## Data rows
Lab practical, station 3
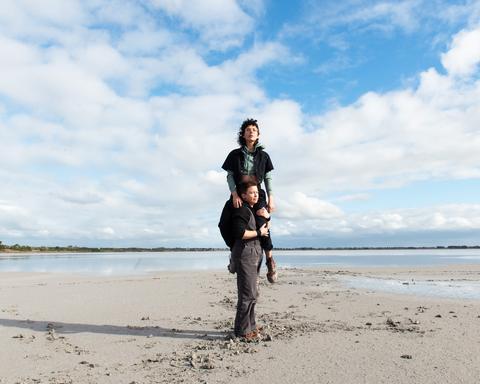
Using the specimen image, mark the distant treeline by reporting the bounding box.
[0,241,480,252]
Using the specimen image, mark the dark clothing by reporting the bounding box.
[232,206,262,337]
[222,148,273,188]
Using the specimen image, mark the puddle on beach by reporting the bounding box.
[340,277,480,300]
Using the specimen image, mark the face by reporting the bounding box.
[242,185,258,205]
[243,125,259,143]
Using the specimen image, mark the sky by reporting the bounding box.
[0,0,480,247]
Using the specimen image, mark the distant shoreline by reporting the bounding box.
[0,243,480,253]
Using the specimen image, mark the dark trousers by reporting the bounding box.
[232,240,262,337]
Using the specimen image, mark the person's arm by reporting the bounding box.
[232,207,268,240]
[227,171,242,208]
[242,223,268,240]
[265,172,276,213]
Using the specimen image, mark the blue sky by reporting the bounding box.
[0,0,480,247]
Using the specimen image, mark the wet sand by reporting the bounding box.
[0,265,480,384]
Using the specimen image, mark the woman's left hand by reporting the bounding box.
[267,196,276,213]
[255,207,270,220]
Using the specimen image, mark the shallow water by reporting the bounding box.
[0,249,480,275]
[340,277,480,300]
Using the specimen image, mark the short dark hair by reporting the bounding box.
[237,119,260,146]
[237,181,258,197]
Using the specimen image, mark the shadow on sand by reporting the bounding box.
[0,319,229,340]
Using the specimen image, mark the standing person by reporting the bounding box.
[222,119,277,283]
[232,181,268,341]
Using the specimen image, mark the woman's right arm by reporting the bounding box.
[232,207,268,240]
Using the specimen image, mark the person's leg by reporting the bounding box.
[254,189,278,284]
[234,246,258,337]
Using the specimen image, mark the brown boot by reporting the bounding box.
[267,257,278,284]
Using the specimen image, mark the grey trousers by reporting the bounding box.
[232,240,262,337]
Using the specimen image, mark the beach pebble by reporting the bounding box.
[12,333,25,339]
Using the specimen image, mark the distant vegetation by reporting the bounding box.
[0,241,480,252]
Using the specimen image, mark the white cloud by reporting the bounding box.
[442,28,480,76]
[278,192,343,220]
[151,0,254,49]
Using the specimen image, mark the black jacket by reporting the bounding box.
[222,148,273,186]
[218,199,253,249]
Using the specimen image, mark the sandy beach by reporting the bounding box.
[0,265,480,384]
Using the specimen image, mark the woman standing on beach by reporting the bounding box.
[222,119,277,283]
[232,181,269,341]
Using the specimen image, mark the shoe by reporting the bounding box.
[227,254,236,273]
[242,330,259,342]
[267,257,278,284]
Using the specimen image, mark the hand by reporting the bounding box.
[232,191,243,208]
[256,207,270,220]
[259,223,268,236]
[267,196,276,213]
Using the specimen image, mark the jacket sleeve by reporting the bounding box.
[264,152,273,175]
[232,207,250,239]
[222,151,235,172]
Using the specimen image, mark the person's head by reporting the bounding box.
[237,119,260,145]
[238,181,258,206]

...

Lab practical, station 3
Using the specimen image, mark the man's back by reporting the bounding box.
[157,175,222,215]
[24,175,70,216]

## Your instructions
Render everything from the row containing "Using the specimen image, mark the face" down to the row containing "[218,199,253,249]", both included, as a Markdown table with the columns No. and Content, numbering each row and omitting blank lines.

## Full output
| No. | Content |
|---|---|
| 1 | Using the specimen image, mark the face by reporting the bounding box. |
| 2 | [242,185,258,205] |
| 3 | [243,125,259,143] |
| 4 | Using the specimen image, mark the sky by reporting the bounding box. |
| 5 | [0,0,480,247] |
| 6 | Using the specimen image, mark the distant shoreline by reporting the bounding box. |
| 7 | [0,243,480,253] |
| 8 | Using the specimen image, mark the dark trousers by reporting the bounding box. |
| 9 | [232,240,262,337] |
| 10 | Using the specimen image, mark the person's arm by reporting the bounding box. |
| 11 | [232,207,268,240] |
| 12 | [227,171,242,208] |
| 13 | [242,223,268,240] |
| 14 | [265,172,276,213] |
| 15 | Using the specimen image, mark the blue sky by reporting the bounding box. |
| 16 | [0,0,480,247] |
| 17 | Using the specimen image, mark the wet sand by reporting the bounding box. |
| 18 | [0,265,480,384] |
| 19 | Using the specimen image, mark the woman's left hand by reporting the bounding box. |
| 20 | [267,196,276,213] |
| 21 | [255,207,270,220] |
| 22 | Using the specimen image, mark the shallow water by reporting the bounding box. |
| 23 | [0,249,480,275] |
| 24 | [340,277,480,300] |
| 25 | Using the specimen image, mark the short dark hair by reporting the bounding box. |
| 26 | [237,119,260,146] |
| 27 | [237,181,258,197] |
| 28 | Using the specimen image, mark the shadow on sand by reporting the bounding box. |
| 29 | [0,319,229,340] |
| 30 | Using the specimen image, mark the standing person by reporting the bounding box. |
| 31 | [222,119,277,283] |
| 32 | [232,181,268,341] |
| 33 | Using the specimen image, mark the woman's right arm by reporting the bounding box. |
| 34 | [232,207,268,240] |
| 35 | Using the specimen image, mark the person's leg by reporting the bounding box. |
| 36 | [254,189,278,284] |
| 37 | [234,246,258,337] |
| 38 | Using the specimen image, mark the brown boot by reporting the bounding box. |
| 39 | [267,257,278,284] |
| 40 | Using the specimen image, mark the grey trousers by reporting the bounding box. |
| 41 | [232,240,262,337] |
| 42 | Using the specimen image, mark the beach pebble by reporting the bounding box. |
| 43 | [12,333,25,339] |
| 44 | Using the specimen image, mark the distant vegetation by reporting the bounding box. |
| 45 | [0,241,480,252] |
| 46 | Using the specimen image, mark the white cloud by reporting the bounding box. |
| 47 | [442,28,480,76] |
| 48 | [278,192,343,220] |
| 49 | [151,0,254,49] |
| 50 | Using the specimen image, mark the black jacket by reporting the bounding box. |
| 51 | [222,148,273,186] |
| 52 | [218,199,253,249] |